##### Source data
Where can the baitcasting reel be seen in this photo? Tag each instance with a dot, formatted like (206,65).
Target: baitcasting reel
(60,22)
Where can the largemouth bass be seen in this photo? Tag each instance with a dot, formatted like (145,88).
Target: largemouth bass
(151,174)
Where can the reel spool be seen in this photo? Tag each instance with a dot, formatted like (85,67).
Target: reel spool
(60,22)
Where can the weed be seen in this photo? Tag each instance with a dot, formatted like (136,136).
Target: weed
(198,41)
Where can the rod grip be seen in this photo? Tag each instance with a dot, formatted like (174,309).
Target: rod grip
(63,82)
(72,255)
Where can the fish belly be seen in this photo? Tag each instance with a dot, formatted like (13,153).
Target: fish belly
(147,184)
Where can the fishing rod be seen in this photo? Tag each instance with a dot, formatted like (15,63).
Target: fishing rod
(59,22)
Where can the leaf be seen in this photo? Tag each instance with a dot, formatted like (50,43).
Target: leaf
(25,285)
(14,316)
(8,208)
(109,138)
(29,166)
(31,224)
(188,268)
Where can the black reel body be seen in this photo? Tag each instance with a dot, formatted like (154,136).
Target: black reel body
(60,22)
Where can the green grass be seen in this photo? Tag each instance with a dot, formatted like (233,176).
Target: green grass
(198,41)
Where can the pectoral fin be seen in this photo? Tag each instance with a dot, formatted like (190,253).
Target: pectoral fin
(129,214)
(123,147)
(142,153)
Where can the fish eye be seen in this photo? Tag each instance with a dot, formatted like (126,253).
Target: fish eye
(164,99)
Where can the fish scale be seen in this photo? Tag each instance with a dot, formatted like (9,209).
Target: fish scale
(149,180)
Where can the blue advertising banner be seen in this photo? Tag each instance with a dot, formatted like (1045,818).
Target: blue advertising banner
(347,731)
##########
##### Source data
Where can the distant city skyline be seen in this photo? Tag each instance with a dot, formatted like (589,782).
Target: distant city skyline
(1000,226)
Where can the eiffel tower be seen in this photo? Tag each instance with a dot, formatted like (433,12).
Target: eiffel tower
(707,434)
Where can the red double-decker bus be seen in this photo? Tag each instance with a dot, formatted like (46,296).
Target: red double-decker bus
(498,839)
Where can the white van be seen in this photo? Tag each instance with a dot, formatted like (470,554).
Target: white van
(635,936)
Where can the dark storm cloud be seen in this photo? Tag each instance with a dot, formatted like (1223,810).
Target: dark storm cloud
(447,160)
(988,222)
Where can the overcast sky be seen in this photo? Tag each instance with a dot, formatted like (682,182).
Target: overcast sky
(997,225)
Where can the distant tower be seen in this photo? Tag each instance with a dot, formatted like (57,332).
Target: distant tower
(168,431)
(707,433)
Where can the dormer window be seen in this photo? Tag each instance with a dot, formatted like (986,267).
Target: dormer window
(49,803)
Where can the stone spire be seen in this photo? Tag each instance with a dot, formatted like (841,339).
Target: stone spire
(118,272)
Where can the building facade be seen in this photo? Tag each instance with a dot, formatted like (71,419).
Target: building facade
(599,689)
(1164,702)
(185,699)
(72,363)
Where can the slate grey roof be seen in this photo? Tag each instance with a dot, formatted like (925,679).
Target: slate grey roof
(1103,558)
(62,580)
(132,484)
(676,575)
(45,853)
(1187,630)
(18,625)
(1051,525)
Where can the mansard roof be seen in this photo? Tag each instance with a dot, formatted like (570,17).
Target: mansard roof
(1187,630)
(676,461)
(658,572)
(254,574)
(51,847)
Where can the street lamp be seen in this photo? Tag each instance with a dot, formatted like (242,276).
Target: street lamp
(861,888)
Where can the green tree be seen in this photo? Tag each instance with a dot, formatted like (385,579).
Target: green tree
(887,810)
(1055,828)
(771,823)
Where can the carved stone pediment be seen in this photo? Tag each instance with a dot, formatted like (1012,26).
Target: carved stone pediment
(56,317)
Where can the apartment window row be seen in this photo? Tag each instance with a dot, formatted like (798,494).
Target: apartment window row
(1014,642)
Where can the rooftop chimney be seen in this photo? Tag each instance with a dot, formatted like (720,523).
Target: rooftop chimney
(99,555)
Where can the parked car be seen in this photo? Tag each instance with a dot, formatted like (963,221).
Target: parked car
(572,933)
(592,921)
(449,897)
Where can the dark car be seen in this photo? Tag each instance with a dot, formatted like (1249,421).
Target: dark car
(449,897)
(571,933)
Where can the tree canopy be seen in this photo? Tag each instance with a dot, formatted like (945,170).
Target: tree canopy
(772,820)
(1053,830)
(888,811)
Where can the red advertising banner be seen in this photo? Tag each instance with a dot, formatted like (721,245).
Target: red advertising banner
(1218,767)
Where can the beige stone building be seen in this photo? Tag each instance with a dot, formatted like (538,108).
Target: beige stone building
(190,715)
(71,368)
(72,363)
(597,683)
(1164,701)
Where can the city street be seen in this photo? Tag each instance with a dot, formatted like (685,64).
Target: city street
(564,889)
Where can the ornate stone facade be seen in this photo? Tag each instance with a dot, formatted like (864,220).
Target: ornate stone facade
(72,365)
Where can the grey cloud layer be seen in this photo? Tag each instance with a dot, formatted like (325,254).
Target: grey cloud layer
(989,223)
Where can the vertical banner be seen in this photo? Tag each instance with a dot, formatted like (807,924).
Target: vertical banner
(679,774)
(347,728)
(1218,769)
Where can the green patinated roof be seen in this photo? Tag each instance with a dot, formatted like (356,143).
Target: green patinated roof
##########
● About this task
Locate the lines above that contain "patinated" and copy them.

● Solution to this problem
Where can the green patinated roof be seen in this photo? Tag each instance with a dot, formatted like (356,143).
Target: green patinated roof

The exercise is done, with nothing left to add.